►
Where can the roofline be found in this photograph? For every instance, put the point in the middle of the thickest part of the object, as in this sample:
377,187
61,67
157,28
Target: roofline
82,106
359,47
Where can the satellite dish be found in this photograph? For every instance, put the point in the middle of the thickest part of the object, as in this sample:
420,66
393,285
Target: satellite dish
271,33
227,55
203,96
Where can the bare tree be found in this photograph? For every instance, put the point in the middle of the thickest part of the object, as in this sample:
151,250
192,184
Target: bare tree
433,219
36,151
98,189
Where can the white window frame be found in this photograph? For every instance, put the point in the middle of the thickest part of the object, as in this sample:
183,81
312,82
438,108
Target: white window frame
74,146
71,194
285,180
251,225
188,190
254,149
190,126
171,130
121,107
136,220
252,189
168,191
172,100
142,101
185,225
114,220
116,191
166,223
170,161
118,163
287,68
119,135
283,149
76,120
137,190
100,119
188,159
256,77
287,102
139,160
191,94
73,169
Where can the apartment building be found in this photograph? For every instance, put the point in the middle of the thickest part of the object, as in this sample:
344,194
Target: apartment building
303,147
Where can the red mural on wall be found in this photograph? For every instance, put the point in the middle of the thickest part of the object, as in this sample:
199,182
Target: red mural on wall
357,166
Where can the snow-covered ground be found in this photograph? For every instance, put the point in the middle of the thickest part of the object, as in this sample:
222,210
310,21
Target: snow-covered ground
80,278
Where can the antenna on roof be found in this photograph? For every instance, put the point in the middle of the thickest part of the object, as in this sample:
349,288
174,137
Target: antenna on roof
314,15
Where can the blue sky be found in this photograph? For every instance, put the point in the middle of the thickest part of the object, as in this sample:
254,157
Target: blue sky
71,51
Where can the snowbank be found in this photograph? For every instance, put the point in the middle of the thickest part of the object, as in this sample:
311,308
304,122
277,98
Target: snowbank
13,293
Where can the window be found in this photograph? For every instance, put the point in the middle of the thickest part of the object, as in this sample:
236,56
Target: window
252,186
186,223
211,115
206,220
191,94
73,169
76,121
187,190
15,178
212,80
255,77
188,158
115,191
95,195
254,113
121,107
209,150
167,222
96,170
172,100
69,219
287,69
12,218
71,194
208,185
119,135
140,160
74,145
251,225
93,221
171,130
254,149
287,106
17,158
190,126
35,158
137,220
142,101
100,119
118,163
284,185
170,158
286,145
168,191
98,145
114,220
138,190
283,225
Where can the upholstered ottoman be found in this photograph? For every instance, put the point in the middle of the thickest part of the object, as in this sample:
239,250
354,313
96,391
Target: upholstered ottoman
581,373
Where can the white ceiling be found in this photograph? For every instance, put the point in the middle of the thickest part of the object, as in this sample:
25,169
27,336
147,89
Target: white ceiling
◄
*EXERCISE*:
An exact repeat of the lines from the one containing "Where can the blue" through the final line above, both included, is the whole answer.

*YOUR SOLUTION*:
Where can the blue sky be found in this photograph? For every instance, put the point in the middle of the thickest part of the object, as in this sample:
254,157
Target: blue sky
71,51
Where can the snowbank be found in this photograph? For every instance, put the point in the middle of the thickest part of the object, as in this sample:
311,308
304,122
277,98
Target: snowbank
13,293
Where can the window be found in this photograph? For every instance, put the point in the middle of the thickest part of the object, as in this sample:
236,56
Target: window
252,186
186,223
211,115
206,220
191,94
73,169
76,121
187,190
15,178
212,80
255,77
188,158
115,191
95,195
254,113
121,107
209,150
167,222
96,170
172,100
69,219
287,69
12,218
71,194
208,185
119,135
140,160
74,145
251,225
93,221
171,130
254,149
287,106
17,158
190,126
35,158
137,220
142,101
100,119
118,163
284,185
170,158
286,145
168,191
98,145
114,220
138,190
283,225
Where can the upholstered ottoman be found in this photograph? For every instance, put the point in the middle of the thickest part of the object, as in this sample:
239,250
354,313
96,391
Target: upholstered ottoman
581,373
Where can the white ceiling be found in this photograph? For every instance, put the point in the middle of the thickest part of the object, as in this sample:
25,169
27,336
147,89
Target: white ceiling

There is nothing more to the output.